EXERCISE TASK: Rewrite the lines that open with the line containing "Target: chrome exhaust stack" and close with the line containing "column 507, row 123", putting "marker" in place of "dot" and changing nothing else; give only those lines.

ITEMS:
▼

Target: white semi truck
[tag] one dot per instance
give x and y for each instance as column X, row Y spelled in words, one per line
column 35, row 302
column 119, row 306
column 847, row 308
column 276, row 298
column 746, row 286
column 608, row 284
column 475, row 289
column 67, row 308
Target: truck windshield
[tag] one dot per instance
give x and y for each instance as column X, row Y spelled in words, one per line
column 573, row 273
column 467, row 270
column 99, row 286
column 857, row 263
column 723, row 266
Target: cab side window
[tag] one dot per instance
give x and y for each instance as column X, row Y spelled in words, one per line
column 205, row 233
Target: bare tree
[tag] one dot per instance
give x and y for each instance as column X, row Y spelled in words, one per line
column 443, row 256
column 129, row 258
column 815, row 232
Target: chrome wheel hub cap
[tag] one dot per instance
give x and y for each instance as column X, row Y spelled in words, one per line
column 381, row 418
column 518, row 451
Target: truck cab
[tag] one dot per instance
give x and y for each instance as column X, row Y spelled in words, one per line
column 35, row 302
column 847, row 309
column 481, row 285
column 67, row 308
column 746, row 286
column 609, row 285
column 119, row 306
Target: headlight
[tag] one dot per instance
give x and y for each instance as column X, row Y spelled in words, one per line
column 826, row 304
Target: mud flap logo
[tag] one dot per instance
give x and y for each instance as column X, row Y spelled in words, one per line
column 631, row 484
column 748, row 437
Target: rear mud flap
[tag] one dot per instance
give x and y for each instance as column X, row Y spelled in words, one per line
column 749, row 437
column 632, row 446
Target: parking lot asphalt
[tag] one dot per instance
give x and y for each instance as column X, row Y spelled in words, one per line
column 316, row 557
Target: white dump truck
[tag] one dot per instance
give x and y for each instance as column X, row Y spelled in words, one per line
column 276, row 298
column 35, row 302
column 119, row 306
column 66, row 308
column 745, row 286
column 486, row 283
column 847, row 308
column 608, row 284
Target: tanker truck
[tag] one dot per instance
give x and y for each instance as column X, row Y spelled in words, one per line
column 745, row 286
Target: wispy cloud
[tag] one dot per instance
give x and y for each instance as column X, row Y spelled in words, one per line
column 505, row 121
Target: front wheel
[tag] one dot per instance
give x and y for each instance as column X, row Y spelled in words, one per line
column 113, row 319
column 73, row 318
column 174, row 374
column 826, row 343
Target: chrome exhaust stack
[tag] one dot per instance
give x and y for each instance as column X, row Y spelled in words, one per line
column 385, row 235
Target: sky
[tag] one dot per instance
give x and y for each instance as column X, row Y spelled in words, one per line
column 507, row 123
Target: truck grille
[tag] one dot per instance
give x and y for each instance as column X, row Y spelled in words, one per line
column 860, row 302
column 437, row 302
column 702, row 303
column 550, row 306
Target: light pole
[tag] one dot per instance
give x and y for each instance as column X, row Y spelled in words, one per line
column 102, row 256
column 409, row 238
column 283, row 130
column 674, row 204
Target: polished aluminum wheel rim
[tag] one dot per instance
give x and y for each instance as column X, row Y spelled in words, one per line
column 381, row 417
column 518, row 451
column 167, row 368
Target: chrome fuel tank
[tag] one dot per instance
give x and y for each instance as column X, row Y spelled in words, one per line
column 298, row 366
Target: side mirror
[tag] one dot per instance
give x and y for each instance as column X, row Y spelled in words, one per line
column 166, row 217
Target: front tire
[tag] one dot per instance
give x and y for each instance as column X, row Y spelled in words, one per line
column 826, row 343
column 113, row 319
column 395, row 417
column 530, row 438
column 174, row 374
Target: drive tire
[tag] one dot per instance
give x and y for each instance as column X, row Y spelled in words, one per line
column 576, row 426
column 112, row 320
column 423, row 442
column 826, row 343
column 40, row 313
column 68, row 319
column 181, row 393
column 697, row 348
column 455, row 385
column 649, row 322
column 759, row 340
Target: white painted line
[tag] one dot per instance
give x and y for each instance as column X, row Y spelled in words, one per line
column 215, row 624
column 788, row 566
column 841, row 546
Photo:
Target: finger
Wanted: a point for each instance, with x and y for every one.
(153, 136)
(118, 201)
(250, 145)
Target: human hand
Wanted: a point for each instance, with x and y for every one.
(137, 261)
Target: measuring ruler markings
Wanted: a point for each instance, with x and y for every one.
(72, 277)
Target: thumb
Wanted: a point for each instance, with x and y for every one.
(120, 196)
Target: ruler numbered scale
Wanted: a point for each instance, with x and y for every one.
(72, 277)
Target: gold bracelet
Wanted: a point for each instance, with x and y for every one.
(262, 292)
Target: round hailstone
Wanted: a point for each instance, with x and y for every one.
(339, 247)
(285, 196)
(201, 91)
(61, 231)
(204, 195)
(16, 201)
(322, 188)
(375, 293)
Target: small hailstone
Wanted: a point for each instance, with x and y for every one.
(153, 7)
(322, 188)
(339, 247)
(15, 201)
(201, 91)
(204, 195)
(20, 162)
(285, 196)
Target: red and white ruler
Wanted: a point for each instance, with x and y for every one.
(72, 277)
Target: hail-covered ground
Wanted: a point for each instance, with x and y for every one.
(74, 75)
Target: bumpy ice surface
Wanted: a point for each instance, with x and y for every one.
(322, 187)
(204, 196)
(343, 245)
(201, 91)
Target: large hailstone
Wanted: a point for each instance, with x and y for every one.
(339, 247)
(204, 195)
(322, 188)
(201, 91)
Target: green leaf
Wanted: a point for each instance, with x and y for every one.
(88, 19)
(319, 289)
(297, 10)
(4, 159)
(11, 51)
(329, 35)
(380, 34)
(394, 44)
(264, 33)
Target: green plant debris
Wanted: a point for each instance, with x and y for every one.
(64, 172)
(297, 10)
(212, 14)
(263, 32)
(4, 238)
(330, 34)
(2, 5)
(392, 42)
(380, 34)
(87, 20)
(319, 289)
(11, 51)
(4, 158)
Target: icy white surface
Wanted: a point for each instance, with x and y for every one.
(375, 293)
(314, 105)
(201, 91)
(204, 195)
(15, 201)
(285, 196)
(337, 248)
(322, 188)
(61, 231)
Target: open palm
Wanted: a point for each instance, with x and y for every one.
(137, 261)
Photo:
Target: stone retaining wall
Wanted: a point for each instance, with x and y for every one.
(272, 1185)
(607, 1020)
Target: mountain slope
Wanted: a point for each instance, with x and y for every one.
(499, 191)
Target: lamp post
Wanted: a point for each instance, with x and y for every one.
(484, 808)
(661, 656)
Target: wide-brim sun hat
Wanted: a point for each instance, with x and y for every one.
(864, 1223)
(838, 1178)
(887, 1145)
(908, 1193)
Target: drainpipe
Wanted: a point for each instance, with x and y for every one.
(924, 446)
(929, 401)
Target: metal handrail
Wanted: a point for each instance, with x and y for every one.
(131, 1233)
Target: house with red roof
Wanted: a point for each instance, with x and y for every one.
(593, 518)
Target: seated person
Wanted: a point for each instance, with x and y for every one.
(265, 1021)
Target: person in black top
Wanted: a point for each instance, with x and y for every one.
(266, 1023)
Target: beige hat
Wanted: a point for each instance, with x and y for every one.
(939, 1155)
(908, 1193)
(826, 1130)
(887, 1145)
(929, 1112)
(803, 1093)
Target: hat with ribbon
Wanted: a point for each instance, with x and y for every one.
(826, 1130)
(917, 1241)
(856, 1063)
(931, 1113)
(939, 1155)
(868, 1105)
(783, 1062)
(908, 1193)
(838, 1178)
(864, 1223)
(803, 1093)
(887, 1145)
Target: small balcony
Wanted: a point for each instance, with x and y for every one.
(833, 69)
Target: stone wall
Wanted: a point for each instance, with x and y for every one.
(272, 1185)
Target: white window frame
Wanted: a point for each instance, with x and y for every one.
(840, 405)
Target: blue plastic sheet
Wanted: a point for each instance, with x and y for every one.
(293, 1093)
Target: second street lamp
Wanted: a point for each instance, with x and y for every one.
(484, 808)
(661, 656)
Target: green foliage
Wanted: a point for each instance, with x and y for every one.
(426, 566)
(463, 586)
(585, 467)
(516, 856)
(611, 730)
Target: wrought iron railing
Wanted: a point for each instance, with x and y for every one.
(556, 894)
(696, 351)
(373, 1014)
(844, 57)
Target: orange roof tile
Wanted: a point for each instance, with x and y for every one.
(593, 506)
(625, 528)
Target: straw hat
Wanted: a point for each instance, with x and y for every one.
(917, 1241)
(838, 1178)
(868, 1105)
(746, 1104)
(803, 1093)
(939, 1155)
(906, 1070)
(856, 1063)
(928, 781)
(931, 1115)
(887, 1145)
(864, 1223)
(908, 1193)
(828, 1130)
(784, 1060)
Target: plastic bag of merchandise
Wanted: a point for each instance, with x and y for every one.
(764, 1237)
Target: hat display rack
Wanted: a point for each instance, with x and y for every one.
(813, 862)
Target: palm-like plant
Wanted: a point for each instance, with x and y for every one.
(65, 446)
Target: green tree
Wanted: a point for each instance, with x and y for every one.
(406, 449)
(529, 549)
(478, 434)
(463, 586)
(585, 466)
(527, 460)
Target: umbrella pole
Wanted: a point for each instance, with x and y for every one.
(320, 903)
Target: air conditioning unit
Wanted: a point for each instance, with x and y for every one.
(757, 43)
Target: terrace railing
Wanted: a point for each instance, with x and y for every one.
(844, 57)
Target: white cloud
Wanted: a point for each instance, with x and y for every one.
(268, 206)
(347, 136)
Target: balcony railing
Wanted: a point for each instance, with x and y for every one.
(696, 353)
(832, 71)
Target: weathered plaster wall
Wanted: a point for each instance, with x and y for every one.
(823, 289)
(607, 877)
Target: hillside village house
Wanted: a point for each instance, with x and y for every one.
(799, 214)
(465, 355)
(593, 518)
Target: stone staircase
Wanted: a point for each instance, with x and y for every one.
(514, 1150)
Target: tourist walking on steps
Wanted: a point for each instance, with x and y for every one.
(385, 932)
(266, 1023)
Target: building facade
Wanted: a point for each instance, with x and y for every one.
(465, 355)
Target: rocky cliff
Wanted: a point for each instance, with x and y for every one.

▲

SOLUTION TO THIS TASK:
Target: chrome exhaust stack
[tag] one marker per instance
give x and y for each instance as column X, row Y spelled in words, one per line
column 385, row 235
Target: sky
[tag] one marker per instance
give x and y for each instance as column X, row Y spelled in words, one per line
column 507, row 123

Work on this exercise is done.